Problem to solve » Find every line in the items below that contains the word "shadow" and copy each of those lines.
-- Begin --
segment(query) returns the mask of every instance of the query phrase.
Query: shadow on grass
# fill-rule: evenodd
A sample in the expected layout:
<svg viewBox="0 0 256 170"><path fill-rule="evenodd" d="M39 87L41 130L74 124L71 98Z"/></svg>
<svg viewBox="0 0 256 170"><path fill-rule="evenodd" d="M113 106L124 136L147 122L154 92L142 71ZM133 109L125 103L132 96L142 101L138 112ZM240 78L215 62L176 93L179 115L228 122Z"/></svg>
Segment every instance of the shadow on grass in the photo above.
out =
-- End --
-- Begin --
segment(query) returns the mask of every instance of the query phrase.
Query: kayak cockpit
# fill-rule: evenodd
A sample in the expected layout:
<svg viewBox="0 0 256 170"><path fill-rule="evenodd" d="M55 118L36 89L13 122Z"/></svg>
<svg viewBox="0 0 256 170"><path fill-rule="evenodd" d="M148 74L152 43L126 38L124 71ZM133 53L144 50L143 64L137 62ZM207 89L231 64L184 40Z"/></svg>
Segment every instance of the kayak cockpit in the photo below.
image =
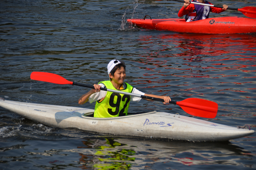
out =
-- End --
-- Begin --
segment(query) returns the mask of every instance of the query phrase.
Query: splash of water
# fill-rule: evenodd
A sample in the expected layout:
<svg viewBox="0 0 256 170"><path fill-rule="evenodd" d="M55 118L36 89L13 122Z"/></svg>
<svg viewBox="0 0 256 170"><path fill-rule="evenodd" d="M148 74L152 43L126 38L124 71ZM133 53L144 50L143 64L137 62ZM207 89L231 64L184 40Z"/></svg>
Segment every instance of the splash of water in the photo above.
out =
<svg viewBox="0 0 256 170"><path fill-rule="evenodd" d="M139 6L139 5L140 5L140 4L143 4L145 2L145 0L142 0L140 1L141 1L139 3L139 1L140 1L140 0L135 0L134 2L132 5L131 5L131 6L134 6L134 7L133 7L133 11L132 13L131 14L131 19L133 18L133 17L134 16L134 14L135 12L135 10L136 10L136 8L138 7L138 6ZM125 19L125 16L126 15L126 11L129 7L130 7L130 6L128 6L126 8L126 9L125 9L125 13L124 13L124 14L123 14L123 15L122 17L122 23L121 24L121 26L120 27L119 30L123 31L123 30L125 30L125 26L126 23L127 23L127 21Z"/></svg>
-- End --
Task answer »
Query: shadow on grass
Segment every instance of the shadow on grass in the photo above.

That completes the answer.